- **Exercise goal**
Filter the entries down to the lines containing "face", and copy those lines.

★ ★ ★

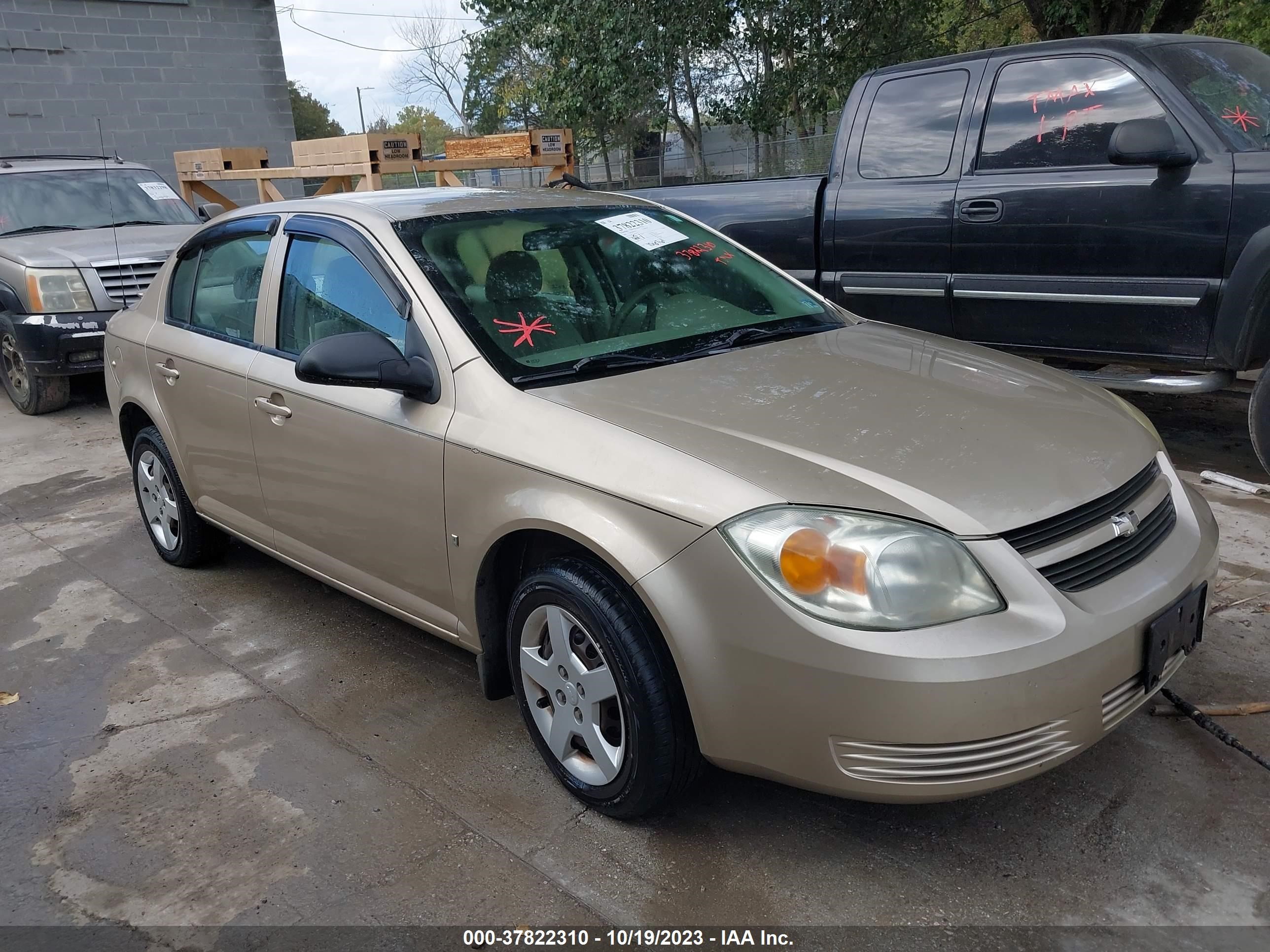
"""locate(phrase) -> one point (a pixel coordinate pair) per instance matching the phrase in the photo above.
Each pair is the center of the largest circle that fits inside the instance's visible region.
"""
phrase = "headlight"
(860, 570)
(56, 290)
(1139, 417)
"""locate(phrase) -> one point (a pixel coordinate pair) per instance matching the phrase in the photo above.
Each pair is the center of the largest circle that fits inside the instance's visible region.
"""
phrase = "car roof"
(403, 205)
(1113, 42)
(61, 163)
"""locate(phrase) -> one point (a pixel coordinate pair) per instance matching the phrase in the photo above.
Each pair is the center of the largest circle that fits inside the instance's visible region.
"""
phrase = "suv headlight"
(861, 570)
(56, 290)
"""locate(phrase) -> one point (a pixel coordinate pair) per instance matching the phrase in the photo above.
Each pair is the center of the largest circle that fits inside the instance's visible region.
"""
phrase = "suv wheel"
(178, 534)
(599, 691)
(1259, 418)
(32, 395)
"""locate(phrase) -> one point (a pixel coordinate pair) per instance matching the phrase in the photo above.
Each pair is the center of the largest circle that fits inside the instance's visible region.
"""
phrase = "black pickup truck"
(1093, 202)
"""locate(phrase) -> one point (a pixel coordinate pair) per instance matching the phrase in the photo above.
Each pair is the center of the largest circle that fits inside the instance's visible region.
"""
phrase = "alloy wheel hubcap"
(14, 367)
(572, 695)
(158, 501)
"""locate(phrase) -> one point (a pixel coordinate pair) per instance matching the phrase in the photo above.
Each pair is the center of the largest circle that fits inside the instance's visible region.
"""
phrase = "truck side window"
(912, 125)
(1061, 112)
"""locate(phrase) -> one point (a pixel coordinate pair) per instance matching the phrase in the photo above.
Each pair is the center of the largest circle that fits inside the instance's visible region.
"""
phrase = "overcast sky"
(332, 70)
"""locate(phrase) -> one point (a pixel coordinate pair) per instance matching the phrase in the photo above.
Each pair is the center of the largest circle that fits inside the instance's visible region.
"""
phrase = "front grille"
(1125, 699)
(1047, 532)
(126, 281)
(1099, 564)
(953, 763)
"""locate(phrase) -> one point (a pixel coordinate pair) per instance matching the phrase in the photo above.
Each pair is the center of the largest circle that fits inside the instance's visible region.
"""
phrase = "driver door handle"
(981, 210)
(272, 409)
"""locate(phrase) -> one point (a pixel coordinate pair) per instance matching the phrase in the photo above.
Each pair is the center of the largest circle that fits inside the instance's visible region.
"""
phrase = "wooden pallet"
(369, 158)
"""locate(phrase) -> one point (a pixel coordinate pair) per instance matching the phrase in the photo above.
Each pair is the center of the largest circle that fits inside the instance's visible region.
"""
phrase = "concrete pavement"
(243, 746)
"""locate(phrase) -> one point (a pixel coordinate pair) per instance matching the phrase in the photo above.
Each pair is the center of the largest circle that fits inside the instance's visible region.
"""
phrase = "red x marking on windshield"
(1241, 118)
(525, 329)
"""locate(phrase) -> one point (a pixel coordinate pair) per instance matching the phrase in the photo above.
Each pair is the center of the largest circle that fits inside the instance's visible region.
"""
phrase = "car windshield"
(49, 201)
(1231, 83)
(549, 292)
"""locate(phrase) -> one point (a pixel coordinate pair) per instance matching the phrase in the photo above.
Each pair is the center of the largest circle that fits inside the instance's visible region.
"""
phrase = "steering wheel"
(638, 298)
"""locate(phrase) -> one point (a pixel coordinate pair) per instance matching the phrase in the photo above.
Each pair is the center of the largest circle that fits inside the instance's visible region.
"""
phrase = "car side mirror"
(366, 360)
(1148, 142)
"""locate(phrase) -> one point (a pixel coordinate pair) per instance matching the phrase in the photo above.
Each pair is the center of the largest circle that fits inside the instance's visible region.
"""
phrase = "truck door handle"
(981, 210)
(271, 408)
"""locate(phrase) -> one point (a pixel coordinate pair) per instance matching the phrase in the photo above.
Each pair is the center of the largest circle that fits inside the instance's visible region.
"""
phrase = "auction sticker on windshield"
(158, 191)
(644, 232)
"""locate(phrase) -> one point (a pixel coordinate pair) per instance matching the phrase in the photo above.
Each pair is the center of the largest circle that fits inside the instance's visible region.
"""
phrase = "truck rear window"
(1231, 85)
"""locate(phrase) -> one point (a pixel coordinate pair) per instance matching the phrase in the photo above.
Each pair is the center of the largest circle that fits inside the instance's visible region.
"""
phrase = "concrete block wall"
(160, 76)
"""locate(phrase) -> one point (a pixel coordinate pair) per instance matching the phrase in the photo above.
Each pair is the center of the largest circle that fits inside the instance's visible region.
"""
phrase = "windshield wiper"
(34, 229)
(599, 362)
(752, 336)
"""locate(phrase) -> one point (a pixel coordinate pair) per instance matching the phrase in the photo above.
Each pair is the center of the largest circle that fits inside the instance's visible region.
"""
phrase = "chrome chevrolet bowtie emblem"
(1125, 523)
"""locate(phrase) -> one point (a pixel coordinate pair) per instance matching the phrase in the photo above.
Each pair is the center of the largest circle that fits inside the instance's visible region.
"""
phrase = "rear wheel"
(599, 691)
(178, 534)
(32, 395)
(1259, 418)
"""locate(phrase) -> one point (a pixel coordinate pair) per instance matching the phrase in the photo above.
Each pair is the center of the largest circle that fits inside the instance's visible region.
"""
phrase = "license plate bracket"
(1180, 626)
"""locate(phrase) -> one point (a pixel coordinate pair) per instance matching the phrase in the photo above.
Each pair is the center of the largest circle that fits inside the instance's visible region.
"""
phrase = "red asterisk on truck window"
(525, 329)
(1241, 118)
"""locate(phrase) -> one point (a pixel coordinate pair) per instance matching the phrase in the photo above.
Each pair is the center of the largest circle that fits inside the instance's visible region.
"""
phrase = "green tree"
(1245, 21)
(1059, 19)
(431, 127)
(312, 116)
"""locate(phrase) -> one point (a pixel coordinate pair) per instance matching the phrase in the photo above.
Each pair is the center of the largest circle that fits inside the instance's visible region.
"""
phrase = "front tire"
(599, 691)
(31, 394)
(1259, 418)
(178, 534)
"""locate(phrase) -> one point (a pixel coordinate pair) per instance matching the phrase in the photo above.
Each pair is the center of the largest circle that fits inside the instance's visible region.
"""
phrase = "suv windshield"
(550, 292)
(1230, 83)
(47, 201)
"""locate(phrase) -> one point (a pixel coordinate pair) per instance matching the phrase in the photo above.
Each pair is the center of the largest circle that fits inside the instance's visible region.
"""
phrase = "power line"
(291, 16)
(385, 16)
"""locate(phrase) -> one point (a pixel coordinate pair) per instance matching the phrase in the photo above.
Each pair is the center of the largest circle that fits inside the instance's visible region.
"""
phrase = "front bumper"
(61, 344)
(929, 715)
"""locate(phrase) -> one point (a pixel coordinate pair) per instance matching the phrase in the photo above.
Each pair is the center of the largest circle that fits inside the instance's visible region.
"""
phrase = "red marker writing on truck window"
(1058, 96)
(1241, 118)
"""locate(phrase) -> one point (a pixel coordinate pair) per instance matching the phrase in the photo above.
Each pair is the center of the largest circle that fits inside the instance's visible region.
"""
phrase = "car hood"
(80, 249)
(885, 419)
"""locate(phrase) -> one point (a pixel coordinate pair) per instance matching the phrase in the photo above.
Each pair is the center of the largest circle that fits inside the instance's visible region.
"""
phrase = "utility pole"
(360, 113)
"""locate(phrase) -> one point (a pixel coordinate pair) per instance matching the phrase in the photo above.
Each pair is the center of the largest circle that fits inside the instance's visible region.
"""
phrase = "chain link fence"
(797, 155)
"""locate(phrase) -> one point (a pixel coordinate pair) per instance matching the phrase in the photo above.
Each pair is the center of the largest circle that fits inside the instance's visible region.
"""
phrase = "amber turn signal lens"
(804, 565)
(811, 563)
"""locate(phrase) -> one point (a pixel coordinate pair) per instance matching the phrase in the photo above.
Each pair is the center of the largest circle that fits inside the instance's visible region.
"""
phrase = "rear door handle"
(271, 408)
(981, 210)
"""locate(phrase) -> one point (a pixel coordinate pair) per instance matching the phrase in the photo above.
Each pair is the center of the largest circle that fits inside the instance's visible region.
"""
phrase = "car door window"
(182, 290)
(1061, 112)
(226, 287)
(325, 291)
(912, 125)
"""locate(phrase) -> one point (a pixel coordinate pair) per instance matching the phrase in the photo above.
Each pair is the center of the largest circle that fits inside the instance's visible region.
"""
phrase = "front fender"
(1241, 336)
(490, 498)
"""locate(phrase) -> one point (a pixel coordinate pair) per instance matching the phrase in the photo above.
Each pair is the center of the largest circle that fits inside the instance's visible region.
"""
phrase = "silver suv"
(64, 270)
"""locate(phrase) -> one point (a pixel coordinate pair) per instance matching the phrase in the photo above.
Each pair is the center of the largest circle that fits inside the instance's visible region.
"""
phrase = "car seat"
(513, 290)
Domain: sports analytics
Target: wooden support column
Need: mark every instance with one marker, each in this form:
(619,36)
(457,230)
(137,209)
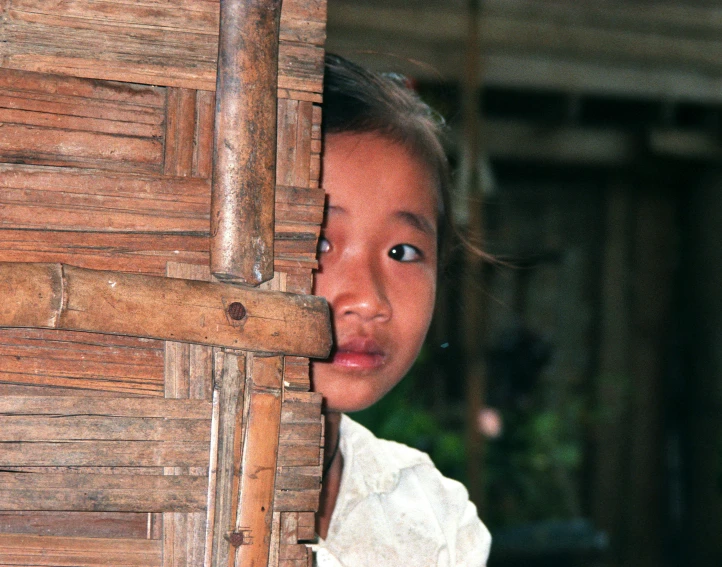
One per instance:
(244,155)
(474,310)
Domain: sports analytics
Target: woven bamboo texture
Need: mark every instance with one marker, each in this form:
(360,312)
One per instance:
(143,421)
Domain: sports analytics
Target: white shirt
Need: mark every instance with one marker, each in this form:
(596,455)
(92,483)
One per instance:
(395,509)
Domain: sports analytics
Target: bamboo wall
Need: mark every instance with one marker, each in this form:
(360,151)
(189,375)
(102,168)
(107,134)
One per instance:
(133,449)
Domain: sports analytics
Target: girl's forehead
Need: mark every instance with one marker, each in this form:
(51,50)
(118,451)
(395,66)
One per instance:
(361,169)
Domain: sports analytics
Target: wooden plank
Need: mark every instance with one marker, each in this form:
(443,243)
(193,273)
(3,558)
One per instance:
(295,122)
(230,373)
(57,296)
(179,132)
(76,199)
(203,143)
(80,97)
(103,453)
(102,493)
(299,407)
(188,374)
(155,43)
(132,252)
(102,428)
(139,407)
(258,465)
(29,144)
(80,360)
(306,526)
(124,525)
(244,151)
(296,373)
(299,478)
(46,551)
(299,455)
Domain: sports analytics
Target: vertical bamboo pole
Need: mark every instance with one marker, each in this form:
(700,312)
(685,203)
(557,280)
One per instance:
(474,311)
(244,154)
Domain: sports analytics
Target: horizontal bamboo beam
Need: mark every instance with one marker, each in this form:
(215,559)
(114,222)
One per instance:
(244,151)
(56,296)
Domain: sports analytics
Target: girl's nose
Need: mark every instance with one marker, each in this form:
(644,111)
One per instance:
(362,293)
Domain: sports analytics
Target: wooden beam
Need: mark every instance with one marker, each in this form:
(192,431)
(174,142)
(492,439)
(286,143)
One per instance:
(244,152)
(57,296)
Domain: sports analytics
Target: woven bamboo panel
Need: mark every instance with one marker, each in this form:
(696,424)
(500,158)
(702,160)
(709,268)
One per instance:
(112,447)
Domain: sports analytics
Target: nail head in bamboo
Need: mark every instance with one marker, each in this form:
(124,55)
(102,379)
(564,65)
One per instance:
(244,156)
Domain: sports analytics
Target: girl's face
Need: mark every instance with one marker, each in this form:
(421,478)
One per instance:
(377,259)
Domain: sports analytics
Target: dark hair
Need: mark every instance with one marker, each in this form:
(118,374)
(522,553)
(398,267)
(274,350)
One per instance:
(358,100)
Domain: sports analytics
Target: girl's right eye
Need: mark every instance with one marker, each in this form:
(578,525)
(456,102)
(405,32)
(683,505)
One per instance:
(323,245)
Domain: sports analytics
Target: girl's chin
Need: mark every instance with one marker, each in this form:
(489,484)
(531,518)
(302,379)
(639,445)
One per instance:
(344,394)
(356,361)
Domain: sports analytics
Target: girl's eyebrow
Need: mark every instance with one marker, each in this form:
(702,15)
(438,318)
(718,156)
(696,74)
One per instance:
(418,222)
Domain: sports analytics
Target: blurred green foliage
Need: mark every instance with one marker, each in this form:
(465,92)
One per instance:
(531,472)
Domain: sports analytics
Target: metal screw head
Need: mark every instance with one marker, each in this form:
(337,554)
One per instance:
(236,311)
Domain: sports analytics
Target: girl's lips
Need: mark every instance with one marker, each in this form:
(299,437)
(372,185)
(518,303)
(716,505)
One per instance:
(359,353)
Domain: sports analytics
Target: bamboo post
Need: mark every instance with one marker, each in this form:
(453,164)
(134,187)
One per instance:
(474,299)
(244,155)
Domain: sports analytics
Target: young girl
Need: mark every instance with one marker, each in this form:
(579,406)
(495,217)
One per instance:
(386,175)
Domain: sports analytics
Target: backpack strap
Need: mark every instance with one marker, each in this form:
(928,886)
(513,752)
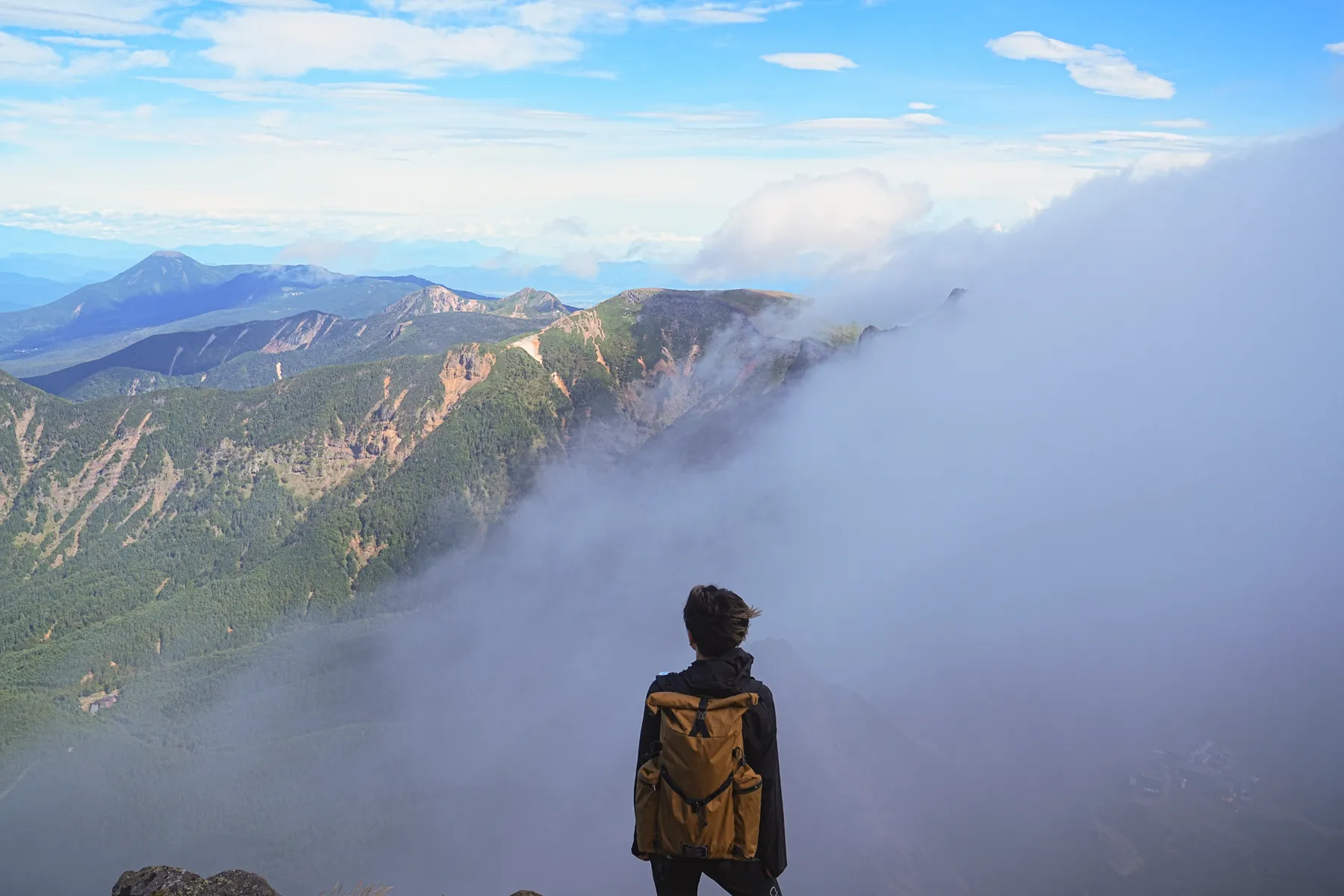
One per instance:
(698,805)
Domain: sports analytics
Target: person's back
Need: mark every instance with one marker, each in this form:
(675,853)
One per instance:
(712,723)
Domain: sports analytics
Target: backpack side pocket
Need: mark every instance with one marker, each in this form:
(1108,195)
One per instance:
(647,781)
(746,812)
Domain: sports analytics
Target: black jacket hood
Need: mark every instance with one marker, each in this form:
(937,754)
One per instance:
(721,676)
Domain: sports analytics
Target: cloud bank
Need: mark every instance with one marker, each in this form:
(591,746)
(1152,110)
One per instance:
(1089,509)
(812,223)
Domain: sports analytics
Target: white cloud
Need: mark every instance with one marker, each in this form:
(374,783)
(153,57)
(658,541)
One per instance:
(1101,69)
(694,117)
(23,60)
(846,220)
(27,60)
(900,122)
(97,43)
(289,43)
(811,60)
(1180,124)
(85,16)
(712,13)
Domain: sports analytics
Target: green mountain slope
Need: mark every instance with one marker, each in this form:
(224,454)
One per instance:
(139,531)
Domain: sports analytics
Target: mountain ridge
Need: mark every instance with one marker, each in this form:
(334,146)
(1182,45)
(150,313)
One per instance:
(151,528)
(167,287)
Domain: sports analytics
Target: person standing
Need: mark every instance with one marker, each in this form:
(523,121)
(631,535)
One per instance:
(707,797)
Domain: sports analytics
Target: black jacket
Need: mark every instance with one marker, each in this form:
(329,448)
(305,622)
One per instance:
(724,677)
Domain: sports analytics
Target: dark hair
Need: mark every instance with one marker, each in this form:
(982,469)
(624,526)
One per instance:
(717,620)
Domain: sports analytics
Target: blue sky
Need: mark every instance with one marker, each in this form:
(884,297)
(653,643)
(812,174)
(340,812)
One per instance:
(594,129)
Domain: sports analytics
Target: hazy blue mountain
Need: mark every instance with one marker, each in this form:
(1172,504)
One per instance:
(73,270)
(30,240)
(169,287)
(19,290)
(255,354)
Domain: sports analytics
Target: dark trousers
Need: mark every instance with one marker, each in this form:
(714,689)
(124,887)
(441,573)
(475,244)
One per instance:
(682,876)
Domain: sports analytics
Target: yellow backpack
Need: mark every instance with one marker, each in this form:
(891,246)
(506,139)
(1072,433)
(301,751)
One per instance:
(698,797)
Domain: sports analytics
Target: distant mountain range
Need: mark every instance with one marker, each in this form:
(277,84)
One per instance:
(144,528)
(169,287)
(20,290)
(258,352)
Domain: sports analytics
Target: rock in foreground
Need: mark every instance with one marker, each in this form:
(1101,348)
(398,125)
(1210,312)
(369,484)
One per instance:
(161,880)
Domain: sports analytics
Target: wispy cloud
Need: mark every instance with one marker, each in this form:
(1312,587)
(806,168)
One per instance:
(84,16)
(99,43)
(1179,124)
(811,60)
(712,13)
(868,125)
(290,43)
(27,60)
(1101,69)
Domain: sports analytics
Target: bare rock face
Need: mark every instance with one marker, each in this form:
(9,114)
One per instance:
(161,880)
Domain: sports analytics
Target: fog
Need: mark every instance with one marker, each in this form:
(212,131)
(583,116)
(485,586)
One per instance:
(1090,508)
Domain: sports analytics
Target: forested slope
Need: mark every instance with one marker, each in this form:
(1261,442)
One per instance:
(139,531)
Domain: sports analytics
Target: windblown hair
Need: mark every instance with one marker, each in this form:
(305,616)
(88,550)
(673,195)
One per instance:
(717,620)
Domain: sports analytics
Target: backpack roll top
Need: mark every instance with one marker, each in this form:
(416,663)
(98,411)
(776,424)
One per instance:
(700,795)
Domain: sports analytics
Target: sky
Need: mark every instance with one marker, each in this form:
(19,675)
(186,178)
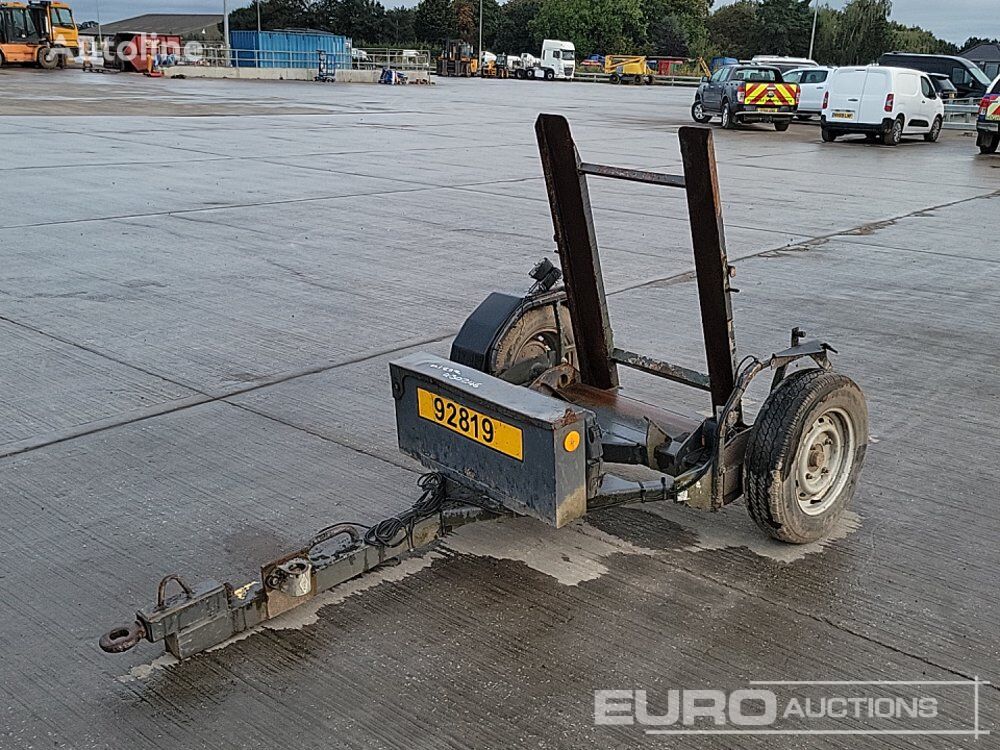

★ ★ ★

- **Written answer**
Target: girl's face
Target: bare rock face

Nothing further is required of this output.